> _Records shown_:
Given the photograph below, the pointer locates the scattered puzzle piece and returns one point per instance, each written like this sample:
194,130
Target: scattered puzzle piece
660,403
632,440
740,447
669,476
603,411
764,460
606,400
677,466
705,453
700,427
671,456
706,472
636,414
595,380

> _Task brief_: Above are the records; copy all of them exactly.

> _Answer space_:
Given the photograph below, the pointer locates the scattered puzzle piece and returns one point per instance, each written like this sample:
194,130
Target: scattered puzzle piece
660,403
632,440
740,447
669,476
603,411
764,460
606,400
677,466
705,453
700,427
671,456
706,472
636,414
595,380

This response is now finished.